++++ Document text

While I was scrolling through Twitter on the bus ride to my internship one morning this summer, I came across a viral tweet from a girl my age at another university.
“It’s a Friday night in September 2016,” Twitter user @megprattt wrote. “I’m in my freshman dorm, straightening my hair and putting on matte liquid lipstick to get ready for a night out. Obviously I’m wearing a choker. Kill the Lights is playing. There’s a bottle of pink lemonade Svedka on my desk. Life is good.”
The tweet received thousands of retweets and likes, and hundreds of responses from other college kids saying they related to it, and even some comments of people tagging their friends and saying “ugh, can we go back to this?” As a college senior, I was also a first-year in Sept. 2016, and though I do have some good memories from that time, I never look back on my times in Holland Hall — back when it was all girls, I know, I’m old — and think “wow, I wish I could go back.”
Your first year of college is inevitably hard, and I want all current first-years to know that if you’re not having the time of your life right now like everyone else seems to be, that’s okay. And you’re not alone.
These first few months of school can be tough, and social media and high expectations can make it so much worse. When I think of the beginning of my first year, I think of sitting on the floor of room 736 in Holland, watching movies with a close family friend from home attending nearby Carlow University. I remember scrolling through Instagram, seeing plenty of my peers from high school rushing Greek organizations, going to parties, and making new “forever friends,” all in the 3-5 weeks since we first moved in. It made me feel like I was behind because I was still close with my old friends and preferred hanging out with them over going to frat parties. I felt like I was doing college wrong.
I had gone to some parties, I had made some new friends, but I was not entirely happy. I’ve struggled with an anxiety disorder since I was 15, and moving somewhere new, trying to decide on a major and looking for new friends stressed me out. I’ve never been one to fake it, but some people might post deceptive things their social media, whether they realize it or not. Pictures on Instagram are not indicative of how people are really feeling and what they are really going through, and that can be very easy to forget.
I remember seeing posts from an acquaintance from high school, the daughter of one of my mother’s friends, who went to a massive university in the South known for its football and Greek life programs. She seemed to be living her best life, exploring her campus and making new friends. Her posts made it seem like she would never look back to her life in Moon Township, PA, where we grew up.
I also remember chatting with my mom during a phone call about the girl who went to the South and was having the time of her life, and how she had heard from the girl’s mother that she was just as homesick and struggling as much as I was.
I would never wish hardship on anyone, but I was still so relieved to hear this. I thought I was the only one who was having a tough time and missing out on the typical college experience. I thought I was the only one calling my mom in tears because things weren’t going as planned. But I most certainly wasn’t, and now, when I chat with my friends about our first-year experiences, so many of them echo this.

++++++++

Actions to take.
1. Answer these questions using the essay about the first year of college:
(a) Which room did the writer live in during the first year?
(b) At what age did the writer's anxiety disorder begin?
(c) Where did the writer and the acquaintance from high school grow up?
2. According to the essay about the first year of college, what things stressed the writer out at the start of college? List each one.

++++ Material shown

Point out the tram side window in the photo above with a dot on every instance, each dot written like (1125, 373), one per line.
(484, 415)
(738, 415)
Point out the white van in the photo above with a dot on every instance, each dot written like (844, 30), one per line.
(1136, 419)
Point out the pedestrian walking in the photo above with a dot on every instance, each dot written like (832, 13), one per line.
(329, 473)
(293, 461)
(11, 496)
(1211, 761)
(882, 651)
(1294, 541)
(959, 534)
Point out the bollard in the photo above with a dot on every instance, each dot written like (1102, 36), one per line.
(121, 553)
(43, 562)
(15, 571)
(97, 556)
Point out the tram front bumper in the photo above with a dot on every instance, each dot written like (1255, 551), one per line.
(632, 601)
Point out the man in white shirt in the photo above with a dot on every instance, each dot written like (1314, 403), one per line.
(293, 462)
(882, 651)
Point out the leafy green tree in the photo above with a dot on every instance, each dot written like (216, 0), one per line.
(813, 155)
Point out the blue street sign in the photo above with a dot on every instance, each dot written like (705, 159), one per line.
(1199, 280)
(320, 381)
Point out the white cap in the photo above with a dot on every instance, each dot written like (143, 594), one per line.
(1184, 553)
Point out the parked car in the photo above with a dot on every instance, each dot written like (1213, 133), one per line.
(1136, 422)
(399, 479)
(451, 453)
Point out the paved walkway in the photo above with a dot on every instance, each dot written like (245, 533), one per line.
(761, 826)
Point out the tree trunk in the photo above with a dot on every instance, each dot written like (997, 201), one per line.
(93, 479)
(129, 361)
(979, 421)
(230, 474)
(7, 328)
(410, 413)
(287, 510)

++++++++
++++ Material shown

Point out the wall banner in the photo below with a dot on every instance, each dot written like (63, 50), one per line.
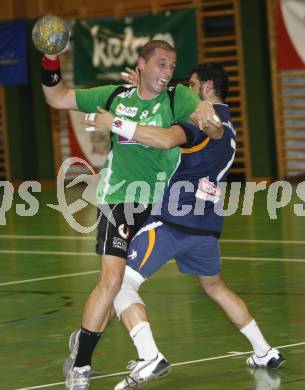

++++++++

Responses.
1.
(a) Room 736 in Holland Hall.
(b) 15.
(c) Moon Township, PA.

2.
- Moving somewhere new
- Trying to decide on a major
- Looking for new friends